### [SUPPLIED TEXT]
Animal protection charity OneKind is warning pet owners across Britain to beware of snares, with hundreds of thousands thought to be set across the country every spring.
The charity’s SnareWatch.org website has recently received a number of reports of dogs and cats caught in the wire traps, with devastating results.
Gary Wright’s cocker spaniel Murphy blundered into a snare set beside a “stink pit” in Flinty Fell woods near Nenthead, Cumbria on Thursday 22nd March, and was tragically killed. The stink pit, containing carcasses of foxes, rabbits and birds, would have been built to attract animals into snares set in branches around it, in the name of predator control.
The forest is close to the Weardale Estate, a large estate managed for driven grouse shooting.
After losing sight of Murphy on the path through the forest, Gary went in search of his dog and found him already dead in the snare, having apparently broken his neck when captured by the wire noose. The local police investigated the scene the following day and found that the snare had been removed, although others had been left in place nearby.
“Murphy was a young, healthy dog who lost his life on an everyday walk in the forest, because these indiscriminate snares were deliberately set to capture animals. Our other dog, Tess, is missing him sorely.”
PCSO Tony Labram of Cumbria Police said:
“Having taken advice from a police wildlife officer, it appears that these were free-running snares set for foxes, which is legal. Unfortunately, in light of this and the fact that we were unable to examine the snare that killed Murphy, we have not identified any criminal offences to pursue as things stand.”

### [DATASET EXTRACT]

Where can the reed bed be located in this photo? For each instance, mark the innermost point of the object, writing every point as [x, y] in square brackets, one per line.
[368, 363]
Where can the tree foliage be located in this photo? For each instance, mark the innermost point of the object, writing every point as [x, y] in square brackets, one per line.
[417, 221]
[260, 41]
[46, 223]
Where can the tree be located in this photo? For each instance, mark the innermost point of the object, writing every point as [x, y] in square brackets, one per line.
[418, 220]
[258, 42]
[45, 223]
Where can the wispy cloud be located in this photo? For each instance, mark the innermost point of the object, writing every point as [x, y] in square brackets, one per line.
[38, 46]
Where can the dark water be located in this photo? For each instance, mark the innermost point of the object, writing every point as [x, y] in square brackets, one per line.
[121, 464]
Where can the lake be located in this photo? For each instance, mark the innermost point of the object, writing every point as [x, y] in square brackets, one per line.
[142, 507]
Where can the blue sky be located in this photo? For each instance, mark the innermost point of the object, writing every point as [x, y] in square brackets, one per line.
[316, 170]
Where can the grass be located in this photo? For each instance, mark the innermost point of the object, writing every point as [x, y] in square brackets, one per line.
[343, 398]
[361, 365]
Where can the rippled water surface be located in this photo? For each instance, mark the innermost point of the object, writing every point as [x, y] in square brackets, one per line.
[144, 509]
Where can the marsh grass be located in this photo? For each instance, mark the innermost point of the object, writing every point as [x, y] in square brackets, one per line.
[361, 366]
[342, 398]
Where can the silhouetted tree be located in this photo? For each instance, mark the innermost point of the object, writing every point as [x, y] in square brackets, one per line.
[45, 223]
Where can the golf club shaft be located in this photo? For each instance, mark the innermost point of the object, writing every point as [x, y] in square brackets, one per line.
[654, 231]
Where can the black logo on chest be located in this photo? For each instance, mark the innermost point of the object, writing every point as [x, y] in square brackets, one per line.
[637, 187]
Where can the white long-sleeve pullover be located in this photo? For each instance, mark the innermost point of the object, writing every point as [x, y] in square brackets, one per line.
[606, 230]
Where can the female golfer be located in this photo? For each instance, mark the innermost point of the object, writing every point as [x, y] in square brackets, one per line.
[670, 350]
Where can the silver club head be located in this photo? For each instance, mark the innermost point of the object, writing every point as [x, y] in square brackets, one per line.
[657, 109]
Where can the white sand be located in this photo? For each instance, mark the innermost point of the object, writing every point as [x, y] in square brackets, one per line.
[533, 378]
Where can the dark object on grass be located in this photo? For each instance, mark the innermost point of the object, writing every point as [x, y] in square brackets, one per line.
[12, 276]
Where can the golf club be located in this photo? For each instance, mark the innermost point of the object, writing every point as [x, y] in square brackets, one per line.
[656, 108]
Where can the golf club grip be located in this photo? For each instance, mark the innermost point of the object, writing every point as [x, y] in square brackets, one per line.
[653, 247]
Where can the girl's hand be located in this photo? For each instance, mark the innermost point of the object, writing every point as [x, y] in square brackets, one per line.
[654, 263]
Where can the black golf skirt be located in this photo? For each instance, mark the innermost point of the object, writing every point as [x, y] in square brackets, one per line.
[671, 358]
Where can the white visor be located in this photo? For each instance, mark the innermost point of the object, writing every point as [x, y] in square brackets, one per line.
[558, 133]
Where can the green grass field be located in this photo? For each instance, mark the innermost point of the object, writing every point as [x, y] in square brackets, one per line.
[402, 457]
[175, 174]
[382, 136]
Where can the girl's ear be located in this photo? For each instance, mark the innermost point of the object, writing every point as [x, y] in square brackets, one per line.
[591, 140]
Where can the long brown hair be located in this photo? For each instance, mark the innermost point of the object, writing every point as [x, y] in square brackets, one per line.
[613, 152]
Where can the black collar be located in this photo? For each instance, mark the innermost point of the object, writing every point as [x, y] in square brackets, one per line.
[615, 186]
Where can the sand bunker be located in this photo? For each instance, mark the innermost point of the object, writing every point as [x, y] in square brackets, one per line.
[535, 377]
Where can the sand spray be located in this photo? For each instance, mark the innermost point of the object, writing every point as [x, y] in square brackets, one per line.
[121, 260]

### [JOBS]
1. According to the snare warning, what was the name of Gary Wright's cocker spaniel?
2. Translate this sentence from the snare warning into Spanish: "The forest is close to the Weardale Estate, a large estate managed for driven grouse shooting."
3. Reproduce the part of the snare warning that opens with the words "Gary Wright’s cocker" and closes with "driven grouse shooting.".
The rows aren't needed for what follows.

### [ANSWERS FOR THE TASKS]
1. Murphy

2. El bosque está cerca de Weardale Estate, una gran finca gestionada para la caza de lagópodos en ojeo.

3.
Gary Wright’s cocker spaniel Murphy blundered into a snare set beside a “stink pit” in Flinty Fell woods near Nenthead, Cumbria on Thursday 22nd March, and was tragically killed. The stink pit, containing carcasses of foxes, rabbits and birds, would have been built to attract animals into snares set in branches around it, in the name of predator control.
The forest is close to the Weardale Estate, a large estate managed for driven grouse shooting.